■ **本文**:
▬▬▬▬▬▬▬▬▬▬

小山ナザレン教会

神は問いかける(稲葉基嗣) – ヨナ書 4:1−11


Listen Later

2024年7月21日 三位一体後第8主日

説教題:神は問いかける

聖書:ヨナ書 4:1−11, マルコによる福音書 10:35–45, ローマの信徒への手紙 11:33−36, 詩編 116

説教者:稲葉基嗣



-----

答えがわかっていることって、とても安心すると思います。

自分は間違えてはいないという保証になるからです。

でも、わたしたちの日常は、答えがわからないことの方がたくさんあります。

だからわたしたちは、日常的に、答えがわからず、右往左往します。

キリスト教会は、いつも聖書に記されている言葉に耳を傾けます。

けれども、現代に生きるわたしたちにとって、

聖書はとてもザラザラとした、わかりにくいものです。

一見、ヨナ書はわかりやすい書物ですが、その最後に記されている神の言葉は、

ヨナ書がもともと書かれたヘブライ語で読んでみると、実は謎が多く、ざらついて、

一度立ち止まって考えなければいけない言葉であることに気付かされます。

日本語訳の聖書は「それならば、どうして私が、この大いなる都ニネベを惜しまずにいられるだろうか」と、最後の神の言葉を疑問文として訳しています。

けれども、この文は、まったく反対の意味で訳せる可能性を持っています。

「私はこの大いなる都ニネベを惜しまない」という、否定文としても読めます。

もしもこのように読む方が正しいのだとしたら、

最後の最後で、神が手のひらを返しているようにも見えます。

でも、実際のところ、否定文として読むことは出来なかったと思います。

書物は誰かが代表して朗読し、たくさんの人がその言葉に耳を傾けたからです。

▬▬▬▬▬▬▬▬▬▬

■ **抽出データ**:
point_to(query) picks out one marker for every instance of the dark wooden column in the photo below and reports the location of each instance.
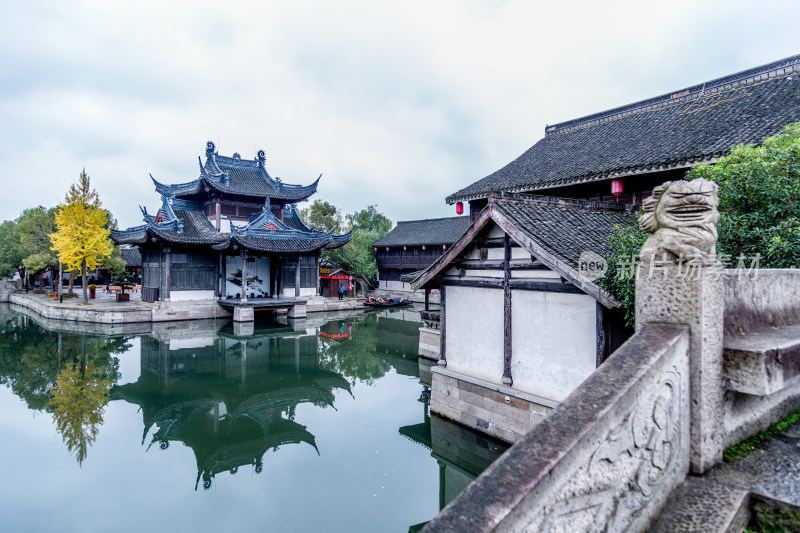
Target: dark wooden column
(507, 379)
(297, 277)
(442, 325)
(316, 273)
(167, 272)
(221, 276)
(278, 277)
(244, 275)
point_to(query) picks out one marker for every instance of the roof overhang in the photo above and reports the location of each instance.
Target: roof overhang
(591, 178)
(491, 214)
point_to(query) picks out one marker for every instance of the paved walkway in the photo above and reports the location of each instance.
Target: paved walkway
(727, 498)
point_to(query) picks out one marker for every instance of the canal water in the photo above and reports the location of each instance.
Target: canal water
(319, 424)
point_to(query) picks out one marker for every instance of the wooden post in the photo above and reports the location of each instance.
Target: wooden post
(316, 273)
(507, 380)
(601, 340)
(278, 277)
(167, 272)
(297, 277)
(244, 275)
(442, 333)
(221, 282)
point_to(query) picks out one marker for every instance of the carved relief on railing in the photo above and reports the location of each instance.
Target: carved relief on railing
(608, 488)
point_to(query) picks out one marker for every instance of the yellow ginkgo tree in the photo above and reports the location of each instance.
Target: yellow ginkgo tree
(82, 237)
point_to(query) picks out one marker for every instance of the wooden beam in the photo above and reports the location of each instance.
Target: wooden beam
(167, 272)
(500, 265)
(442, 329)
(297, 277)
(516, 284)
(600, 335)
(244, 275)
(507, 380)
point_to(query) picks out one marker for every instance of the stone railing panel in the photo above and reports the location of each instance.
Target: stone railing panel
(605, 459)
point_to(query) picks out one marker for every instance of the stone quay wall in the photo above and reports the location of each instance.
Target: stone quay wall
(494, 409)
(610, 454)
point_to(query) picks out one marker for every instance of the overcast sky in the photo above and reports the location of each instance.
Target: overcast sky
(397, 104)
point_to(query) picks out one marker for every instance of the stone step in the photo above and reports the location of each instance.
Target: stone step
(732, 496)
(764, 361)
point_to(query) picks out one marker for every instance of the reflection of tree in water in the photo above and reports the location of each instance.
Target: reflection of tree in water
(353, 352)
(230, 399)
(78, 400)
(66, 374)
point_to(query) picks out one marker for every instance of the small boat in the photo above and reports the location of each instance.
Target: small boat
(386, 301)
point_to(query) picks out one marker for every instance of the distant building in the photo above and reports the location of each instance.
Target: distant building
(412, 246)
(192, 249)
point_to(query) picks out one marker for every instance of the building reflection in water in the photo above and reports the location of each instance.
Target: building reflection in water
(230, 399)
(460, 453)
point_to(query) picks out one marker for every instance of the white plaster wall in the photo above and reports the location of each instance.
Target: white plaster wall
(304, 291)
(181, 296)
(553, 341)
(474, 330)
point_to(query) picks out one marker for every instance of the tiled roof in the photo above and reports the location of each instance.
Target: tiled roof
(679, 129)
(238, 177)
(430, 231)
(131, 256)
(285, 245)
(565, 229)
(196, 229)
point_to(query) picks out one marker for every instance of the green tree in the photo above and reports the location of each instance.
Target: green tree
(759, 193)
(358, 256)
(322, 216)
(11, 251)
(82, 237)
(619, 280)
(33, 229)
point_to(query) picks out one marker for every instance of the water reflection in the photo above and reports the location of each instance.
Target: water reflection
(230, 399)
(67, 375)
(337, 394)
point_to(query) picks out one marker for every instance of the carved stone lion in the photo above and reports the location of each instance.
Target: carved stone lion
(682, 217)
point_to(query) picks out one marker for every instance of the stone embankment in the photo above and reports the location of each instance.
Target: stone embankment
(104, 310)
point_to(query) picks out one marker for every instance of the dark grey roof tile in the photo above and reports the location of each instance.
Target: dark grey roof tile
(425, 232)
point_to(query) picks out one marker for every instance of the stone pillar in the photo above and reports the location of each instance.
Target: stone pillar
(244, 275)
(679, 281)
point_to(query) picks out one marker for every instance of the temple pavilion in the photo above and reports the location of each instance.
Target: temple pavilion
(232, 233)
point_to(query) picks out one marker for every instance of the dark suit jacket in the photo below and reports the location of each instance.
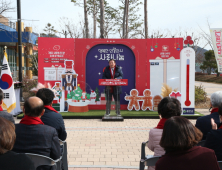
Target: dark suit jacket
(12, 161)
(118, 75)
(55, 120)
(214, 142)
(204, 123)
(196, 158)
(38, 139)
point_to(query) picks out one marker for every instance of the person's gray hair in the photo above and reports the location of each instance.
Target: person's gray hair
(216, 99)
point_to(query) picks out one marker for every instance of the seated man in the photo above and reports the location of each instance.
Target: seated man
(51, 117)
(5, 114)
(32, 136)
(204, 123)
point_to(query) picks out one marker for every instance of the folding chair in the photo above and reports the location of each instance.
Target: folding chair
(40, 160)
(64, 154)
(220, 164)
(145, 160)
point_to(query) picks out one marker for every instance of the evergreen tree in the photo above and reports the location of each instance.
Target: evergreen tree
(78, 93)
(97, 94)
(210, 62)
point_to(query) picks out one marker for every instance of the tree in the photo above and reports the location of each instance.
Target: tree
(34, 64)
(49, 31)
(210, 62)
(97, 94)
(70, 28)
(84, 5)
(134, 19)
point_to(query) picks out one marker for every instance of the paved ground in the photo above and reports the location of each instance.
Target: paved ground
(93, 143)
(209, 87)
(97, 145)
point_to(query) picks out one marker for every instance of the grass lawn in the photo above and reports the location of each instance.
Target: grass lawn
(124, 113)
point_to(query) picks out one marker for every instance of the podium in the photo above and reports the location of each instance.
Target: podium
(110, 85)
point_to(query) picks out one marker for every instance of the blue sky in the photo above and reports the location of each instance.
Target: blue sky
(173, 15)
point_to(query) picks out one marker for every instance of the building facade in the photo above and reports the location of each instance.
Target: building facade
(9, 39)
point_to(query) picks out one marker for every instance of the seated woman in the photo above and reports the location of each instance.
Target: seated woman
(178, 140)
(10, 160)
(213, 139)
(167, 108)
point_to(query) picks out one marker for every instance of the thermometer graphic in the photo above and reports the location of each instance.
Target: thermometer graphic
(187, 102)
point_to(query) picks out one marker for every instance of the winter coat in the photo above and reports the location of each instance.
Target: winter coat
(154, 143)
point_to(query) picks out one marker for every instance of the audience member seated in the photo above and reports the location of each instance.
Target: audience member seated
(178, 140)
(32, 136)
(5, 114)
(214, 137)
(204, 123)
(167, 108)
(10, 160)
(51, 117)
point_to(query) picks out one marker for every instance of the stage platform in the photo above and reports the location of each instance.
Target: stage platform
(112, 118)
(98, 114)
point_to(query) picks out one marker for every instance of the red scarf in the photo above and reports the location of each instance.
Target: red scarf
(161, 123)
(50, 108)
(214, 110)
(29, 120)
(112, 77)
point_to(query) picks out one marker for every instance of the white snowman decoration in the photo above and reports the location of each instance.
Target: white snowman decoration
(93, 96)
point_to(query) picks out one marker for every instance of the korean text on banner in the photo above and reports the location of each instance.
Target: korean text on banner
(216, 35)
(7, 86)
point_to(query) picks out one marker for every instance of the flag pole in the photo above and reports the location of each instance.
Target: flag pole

▬▬▬▬▬▬▬▬▬▬

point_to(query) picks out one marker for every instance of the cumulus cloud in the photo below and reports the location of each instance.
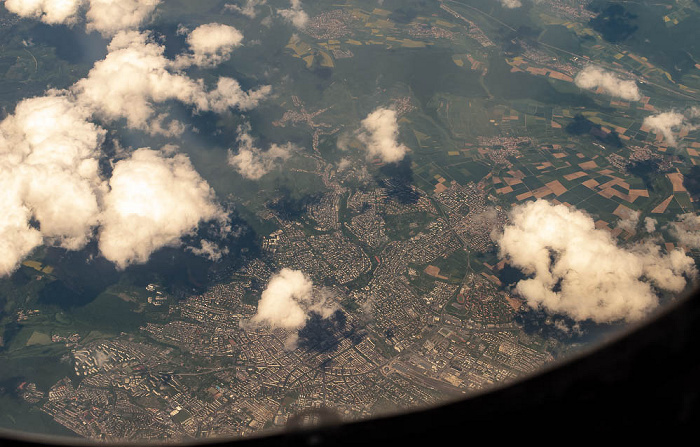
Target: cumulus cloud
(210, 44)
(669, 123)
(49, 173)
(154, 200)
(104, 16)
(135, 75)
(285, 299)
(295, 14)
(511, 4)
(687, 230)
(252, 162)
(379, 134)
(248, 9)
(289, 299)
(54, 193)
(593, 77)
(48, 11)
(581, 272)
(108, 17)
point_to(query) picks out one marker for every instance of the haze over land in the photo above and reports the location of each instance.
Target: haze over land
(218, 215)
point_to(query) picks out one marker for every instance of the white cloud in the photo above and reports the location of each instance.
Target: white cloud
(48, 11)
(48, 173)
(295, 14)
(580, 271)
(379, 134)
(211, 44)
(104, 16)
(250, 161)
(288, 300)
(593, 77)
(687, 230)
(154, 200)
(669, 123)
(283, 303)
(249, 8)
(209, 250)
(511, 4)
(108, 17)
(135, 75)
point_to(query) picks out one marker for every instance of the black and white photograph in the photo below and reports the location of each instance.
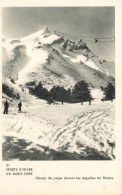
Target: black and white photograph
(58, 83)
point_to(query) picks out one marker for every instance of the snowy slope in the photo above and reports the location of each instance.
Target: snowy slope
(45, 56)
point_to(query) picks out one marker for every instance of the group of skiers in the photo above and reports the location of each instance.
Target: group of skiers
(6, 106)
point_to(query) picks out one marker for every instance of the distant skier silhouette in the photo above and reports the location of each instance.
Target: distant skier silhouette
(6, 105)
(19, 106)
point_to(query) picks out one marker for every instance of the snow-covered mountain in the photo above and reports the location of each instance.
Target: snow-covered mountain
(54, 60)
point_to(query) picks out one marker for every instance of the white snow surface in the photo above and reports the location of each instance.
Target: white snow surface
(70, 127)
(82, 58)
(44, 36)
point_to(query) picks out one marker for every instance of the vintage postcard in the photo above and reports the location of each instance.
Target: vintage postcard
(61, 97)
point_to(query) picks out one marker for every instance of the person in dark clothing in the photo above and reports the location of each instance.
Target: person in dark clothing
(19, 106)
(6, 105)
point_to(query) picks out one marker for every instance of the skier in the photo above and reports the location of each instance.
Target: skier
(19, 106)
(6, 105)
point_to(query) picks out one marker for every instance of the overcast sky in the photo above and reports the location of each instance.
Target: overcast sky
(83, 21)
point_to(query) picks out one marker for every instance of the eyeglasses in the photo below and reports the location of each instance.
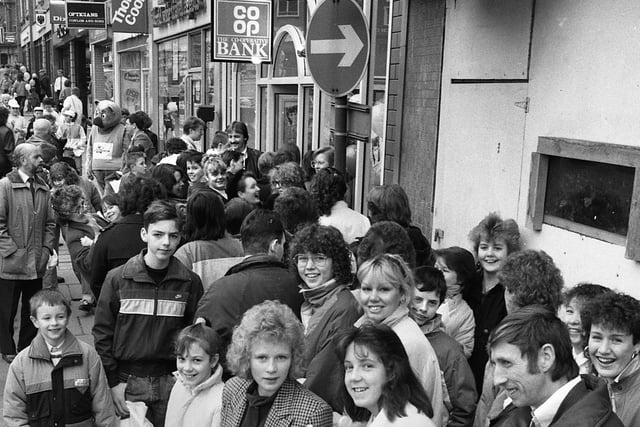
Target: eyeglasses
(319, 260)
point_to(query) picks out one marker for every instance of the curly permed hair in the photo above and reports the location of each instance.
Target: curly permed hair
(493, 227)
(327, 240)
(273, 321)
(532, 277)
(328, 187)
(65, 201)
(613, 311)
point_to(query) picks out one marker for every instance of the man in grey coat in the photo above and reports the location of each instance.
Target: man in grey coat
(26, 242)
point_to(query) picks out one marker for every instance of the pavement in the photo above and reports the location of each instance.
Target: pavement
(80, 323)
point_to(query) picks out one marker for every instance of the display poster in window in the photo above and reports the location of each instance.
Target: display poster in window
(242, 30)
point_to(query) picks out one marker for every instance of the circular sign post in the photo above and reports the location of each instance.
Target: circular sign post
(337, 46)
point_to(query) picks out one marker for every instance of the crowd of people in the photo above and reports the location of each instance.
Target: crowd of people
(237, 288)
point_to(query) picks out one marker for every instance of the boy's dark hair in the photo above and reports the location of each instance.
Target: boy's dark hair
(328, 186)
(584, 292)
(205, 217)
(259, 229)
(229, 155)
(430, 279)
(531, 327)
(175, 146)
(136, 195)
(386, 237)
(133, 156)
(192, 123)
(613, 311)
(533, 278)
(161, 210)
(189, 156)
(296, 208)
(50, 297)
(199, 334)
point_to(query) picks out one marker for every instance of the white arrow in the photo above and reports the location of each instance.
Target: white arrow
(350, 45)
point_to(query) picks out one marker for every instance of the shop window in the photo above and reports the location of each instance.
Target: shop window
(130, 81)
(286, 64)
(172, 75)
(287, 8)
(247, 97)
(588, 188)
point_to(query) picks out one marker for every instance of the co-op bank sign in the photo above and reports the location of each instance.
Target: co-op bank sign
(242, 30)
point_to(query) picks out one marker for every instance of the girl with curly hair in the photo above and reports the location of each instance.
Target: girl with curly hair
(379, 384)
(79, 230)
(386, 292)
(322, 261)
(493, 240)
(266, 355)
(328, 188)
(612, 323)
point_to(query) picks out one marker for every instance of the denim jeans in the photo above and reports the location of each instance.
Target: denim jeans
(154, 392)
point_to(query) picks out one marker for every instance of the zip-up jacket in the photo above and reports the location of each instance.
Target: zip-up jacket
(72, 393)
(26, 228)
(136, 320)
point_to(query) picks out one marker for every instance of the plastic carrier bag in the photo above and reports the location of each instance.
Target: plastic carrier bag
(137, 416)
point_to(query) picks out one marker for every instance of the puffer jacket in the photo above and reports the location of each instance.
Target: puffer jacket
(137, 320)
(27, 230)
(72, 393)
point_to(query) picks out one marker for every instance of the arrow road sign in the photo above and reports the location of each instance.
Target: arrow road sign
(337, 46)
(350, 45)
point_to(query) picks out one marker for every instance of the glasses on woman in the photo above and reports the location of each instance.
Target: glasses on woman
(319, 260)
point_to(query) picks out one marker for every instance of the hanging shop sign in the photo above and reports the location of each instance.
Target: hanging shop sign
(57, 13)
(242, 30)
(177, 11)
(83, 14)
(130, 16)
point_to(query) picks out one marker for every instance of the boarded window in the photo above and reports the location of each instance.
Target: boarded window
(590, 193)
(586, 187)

▬▬▬▬▬▬▬▬▬▬

■ **取り組む課題**:
- a) ヨナ書の説教によると、日本語訳の聖書は最後の神の言葉をどのような文として訳していますか？
- b) ヨナ書の説教を、最後の文に続けて書き継いでください。
データはヨナ書の説教とは別の資料です。

■ **課題の回答**:
- a) 疑問文として訳しています。

- b)
神の言葉が否定文として響いてヨナ書が終わるとき、「物語の流れから考えれば、

否定文で終わるのはおかしい」と、誰もが疑問を抱いたと思います。

そしてある瞬間、誰かが気づきます。

「これって、否定文ではなく、疑問文として読むべきところなんじゃないの?」

そんな対話を生み出し、じっくり考えさえ、適切な読み方を選ばせるように

ヨナ書が記されているならば、否定文にも、疑問文とも読めるこの終わり方は、

とても計算された終わり方のように感じます。

何よりも、最後には「ニネベの人びとを憐れまない」という言葉を

読者たちの対話によって、最後には否定させるのですから。

ヨナ書の最後に記された神の言葉からもわかるように、

神はわかりやすい答えを示すことばかりを好みません。

むしろ、聖書が証言し、わたしたちが信じる神は、わたしたちに問いかける方です。

わたしたちに問いかけ続ける神の姿は、何が正しいのかわからない、

不確かな社会の中を歩むわたしたちにとって、とても大きな励ましといえます。

神の問いかけに喜んで耳を傾けて、

これからも信仰の旅路を歩み続けることができますように。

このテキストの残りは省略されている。